▸ Records from a dataset
·····

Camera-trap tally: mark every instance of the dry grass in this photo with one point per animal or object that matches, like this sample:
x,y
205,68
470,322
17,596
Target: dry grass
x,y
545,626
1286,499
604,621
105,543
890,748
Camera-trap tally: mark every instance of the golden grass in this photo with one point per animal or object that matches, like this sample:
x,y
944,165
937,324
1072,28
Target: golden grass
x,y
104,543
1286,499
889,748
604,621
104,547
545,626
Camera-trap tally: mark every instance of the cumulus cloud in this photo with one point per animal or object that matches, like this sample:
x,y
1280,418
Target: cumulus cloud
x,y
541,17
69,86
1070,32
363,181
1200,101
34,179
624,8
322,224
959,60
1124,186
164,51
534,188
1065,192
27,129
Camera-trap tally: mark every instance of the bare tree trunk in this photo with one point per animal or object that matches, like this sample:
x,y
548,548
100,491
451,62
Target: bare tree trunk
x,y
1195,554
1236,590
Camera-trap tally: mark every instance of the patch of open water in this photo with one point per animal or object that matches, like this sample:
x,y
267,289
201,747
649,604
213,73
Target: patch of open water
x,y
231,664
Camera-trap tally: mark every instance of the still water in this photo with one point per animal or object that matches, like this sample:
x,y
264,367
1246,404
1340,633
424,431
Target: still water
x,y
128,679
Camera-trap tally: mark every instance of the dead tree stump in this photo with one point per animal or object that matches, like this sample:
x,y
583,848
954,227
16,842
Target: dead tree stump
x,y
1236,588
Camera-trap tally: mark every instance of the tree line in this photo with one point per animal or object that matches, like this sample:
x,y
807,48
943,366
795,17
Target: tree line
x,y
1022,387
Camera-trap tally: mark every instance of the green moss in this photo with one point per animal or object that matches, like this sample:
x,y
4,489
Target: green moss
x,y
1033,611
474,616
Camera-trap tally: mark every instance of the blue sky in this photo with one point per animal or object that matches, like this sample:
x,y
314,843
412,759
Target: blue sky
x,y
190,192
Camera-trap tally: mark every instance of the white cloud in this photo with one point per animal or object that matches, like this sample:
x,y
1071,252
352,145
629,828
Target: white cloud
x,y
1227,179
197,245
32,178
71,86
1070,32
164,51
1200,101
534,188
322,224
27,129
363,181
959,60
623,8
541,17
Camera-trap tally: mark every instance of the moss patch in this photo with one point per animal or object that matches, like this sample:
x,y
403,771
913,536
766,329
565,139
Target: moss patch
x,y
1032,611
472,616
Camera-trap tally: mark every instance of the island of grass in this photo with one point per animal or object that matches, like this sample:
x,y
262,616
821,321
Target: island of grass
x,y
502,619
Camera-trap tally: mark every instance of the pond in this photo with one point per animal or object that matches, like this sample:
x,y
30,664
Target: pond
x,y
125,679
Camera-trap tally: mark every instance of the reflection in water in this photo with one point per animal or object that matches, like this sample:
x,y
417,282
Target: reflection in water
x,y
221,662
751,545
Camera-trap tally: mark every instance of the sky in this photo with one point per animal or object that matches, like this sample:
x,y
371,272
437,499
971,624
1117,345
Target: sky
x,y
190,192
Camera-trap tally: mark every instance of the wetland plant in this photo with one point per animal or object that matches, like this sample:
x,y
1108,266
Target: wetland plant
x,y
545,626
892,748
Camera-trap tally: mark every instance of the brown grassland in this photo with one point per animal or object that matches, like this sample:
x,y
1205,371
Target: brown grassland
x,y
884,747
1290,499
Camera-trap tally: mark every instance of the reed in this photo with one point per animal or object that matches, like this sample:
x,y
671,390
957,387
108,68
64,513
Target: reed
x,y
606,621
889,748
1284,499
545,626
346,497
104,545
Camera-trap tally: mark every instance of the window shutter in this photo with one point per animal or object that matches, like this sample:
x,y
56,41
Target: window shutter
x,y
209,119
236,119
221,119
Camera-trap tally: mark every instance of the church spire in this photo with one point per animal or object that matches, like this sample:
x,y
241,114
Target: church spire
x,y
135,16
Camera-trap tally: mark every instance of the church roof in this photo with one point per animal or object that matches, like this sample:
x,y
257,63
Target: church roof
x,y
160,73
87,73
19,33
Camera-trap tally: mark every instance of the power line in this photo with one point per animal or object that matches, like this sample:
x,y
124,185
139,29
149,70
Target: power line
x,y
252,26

·····

▸ TASK STATEMENT
Please render the stretch of entries from the line containing "Camera-trap tally: mark every instance of the pond" through the end of the entries as a Markdown table with columns n and Line, giving each line's row number in n and the line itself in Line. Leave out blank lines.

▸ ANSWER TO THE EXERCISE
| n | Line |
|---|---|
| 1 | Camera-trap tally: mark every instance of the pond in this photo with one point per animal or object that matches, like this sample: |
| 2 | x,y |
| 3 | 30,664 |
| 4 | Target: pond |
| 5 | x,y |
| 6 | 125,679 |
| 7 | Camera-trap tally: mark every instance of the reflection in water in this photo with one point per animal or object that matches, like this sample: |
| 8 | x,y |
| 9 | 417,282 |
| 10 | Target: reflection in water |
| 11 | x,y |
| 12 | 221,662 |
| 13 | 751,545 |
| 14 | Camera-trap tally: mark every instance of the sky in this photo with one point per animal or object that matches, like this sample: |
| 15 | x,y |
| 16 | 371,272 |
| 17 | 437,499 |
| 18 | 971,624 |
| 19 | 1117,345 |
| 20 | Target: sky |
| 21 | x,y |
| 22 | 190,192 |
| 23 | Camera-trap tally: mark every instance of the wetland plant in this photo with one point per animal or object that matches, like this sample: |
| 24 | x,y |
| 25 | 1108,266 |
| 26 | Target: wetland plant |
| 27 | x,y |
| 28 | 545,626 |
| 29 | 892,748 |
| 30 | Camera-trap tally: mark every instance of the brown grassland in this photo with one point per animal or object that matches, like this sample: |
| 31 | x,y |
| 32 | 1205,371 |
| 33 | Target: brown grassland |
| 34 | x,y |
| 35 | 884,747 |
| 36 | 1290,499 |
| 37 | Camera-trap tally: mark every instance of the reed in this photo with one point per animal or object that matches, like this sample: |
| 38 | x,y |
| 39 | 671,390 |
| 40 | 957,387 |
| 41 | 108,68 |
| 42 | 64,513 |
| 43 | Target: reed |
| 44 | x,y |
| 45 | 606,621 |
| 46 | 889,748 |
| 47 | 1284,499 |
| 48 | 545,626 |
| 49 | 346,497 |
| 50 | 104,545 |
| 51 | Camera-trap tally: mark every instance of the window shutter in this photo with one point per animal or object that matches, like this sample: |
| 52 | x,y |
| 53 | 56,41 |
| 54 | Target: window shutter |
| 55 | x,y |
| 56 | 209,119 |
| 57 | 236,119 |
| 58 | 221,119 |
| 59 | Camera-trap tally: mark every instance of the church spire in this photo with one point per animal or object that matches, like this sample: |
| 60 | x,y |
| 61 | 241,114 |
| 62 | Target: church spire |
| 63 | x,y |
| 64 | 135,16 |
| 65 | Camera-trap tally: mark every instance of the church roof in this photo with one point per animal or object that matches, like this sample: |
| 66 | x,y |
| 67 | 257,63 |
| 68 | Target: church roof |
| 69 | x,y |
| 70 | 160,73 |
| 71 | 87,73 |
| 72 | 19,33 |
| 73 | Camera-trap tally: mark every instance of the power line in this photo with one point per animal or object that matches, like this sample: |
| 74 | x,y |
| 75 | 124,185 |
| 76 | 139,29 |
| 77 | 149,70 |
| 78 | Target: power line |
| 79 | x,y |
| 80 | 252,26 |